* [WHAT NEEDS TO BE DONE]:
Please copy out the rows below, starting at the line that contains "Target: tree line" and ending at the final line of the rows. Leave the pictures out of your answer.

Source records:

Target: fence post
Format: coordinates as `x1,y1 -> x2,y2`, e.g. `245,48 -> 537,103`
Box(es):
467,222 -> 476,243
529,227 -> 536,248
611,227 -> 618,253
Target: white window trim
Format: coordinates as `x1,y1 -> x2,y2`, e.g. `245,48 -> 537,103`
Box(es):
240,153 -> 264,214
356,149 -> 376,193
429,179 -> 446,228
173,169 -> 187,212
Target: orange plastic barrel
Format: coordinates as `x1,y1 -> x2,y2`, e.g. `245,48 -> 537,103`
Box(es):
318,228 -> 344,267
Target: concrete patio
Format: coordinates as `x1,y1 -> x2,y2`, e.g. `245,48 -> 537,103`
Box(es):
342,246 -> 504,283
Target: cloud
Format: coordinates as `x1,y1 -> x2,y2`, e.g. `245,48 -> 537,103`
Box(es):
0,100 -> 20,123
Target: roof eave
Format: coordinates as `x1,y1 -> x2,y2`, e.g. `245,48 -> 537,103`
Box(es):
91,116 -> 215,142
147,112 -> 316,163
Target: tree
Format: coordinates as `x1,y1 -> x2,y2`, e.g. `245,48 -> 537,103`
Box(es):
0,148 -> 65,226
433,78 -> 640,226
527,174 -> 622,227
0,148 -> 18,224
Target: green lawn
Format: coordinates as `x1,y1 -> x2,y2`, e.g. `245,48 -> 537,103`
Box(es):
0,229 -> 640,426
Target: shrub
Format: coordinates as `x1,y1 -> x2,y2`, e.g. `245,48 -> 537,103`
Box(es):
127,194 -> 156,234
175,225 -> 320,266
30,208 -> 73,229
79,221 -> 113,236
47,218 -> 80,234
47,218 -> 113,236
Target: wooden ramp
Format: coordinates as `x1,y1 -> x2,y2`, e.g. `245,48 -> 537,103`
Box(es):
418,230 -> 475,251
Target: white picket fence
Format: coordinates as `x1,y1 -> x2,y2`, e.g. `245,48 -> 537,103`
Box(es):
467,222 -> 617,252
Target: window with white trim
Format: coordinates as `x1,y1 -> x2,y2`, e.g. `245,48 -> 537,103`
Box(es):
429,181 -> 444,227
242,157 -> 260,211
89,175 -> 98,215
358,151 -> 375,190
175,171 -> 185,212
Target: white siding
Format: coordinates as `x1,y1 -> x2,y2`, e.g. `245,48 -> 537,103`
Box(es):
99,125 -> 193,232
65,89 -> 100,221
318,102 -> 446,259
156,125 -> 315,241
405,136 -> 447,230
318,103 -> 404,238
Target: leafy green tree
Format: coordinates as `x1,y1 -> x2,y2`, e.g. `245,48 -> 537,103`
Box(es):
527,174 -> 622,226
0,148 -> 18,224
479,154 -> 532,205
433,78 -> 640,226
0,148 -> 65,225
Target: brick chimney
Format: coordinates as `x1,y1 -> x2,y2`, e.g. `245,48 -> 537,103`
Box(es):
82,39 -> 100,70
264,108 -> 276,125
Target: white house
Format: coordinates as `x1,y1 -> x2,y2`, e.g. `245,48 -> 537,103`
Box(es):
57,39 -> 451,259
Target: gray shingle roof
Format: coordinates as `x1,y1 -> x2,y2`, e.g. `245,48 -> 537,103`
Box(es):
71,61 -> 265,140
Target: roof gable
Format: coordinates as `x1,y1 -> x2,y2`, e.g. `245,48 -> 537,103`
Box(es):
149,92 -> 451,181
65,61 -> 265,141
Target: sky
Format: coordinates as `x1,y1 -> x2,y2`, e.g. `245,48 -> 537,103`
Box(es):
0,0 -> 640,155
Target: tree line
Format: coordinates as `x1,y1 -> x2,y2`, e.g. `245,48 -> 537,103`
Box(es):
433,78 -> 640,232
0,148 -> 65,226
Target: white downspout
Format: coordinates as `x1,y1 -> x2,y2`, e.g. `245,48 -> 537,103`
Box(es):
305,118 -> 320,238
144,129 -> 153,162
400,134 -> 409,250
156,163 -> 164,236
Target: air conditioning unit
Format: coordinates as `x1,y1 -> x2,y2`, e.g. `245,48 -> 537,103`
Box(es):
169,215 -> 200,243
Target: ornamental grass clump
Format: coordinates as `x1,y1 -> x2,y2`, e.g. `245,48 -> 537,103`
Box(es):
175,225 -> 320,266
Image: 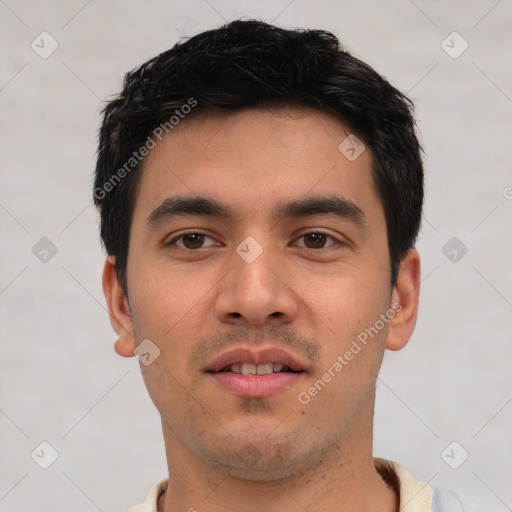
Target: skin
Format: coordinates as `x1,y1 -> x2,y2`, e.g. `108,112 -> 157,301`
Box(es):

* [THE COMPLETED TASK]:
Target: tree line
Format: coordinates as `x1,y1 -> x2,y2`, e.g. `245,48 -> 537,103`
Box(es):
433,78 -> 640,232
0,148 -> 65,226
Target: white downspout
Format: coordinates as `x1,y1 -> x2,y2`, e.g. `245,48 -> 537,103`
Box(es):
305,118 -> 320,238
144,129 -> 153,162
400,134 -> 409,250
156,163 -> 164,236
Target: air conditioning unit
Format: coordinates as `x1,y1 -> x2,y2`, e.g. `245,48 -> 537,103`
Box(es):
169,215 -> 200,243
Target: ornamental grass clump
Format: coordinates as `x1,y1 -> x2,y2`, e.g. `245,48 -> 537,103`
Box(es):
175,225 -> 320,266
Image: 
Target: skin
Format: coordinates as `x1,y1 -> x2,y2`, e.g. `108,112 -> 157,301`
Box(es):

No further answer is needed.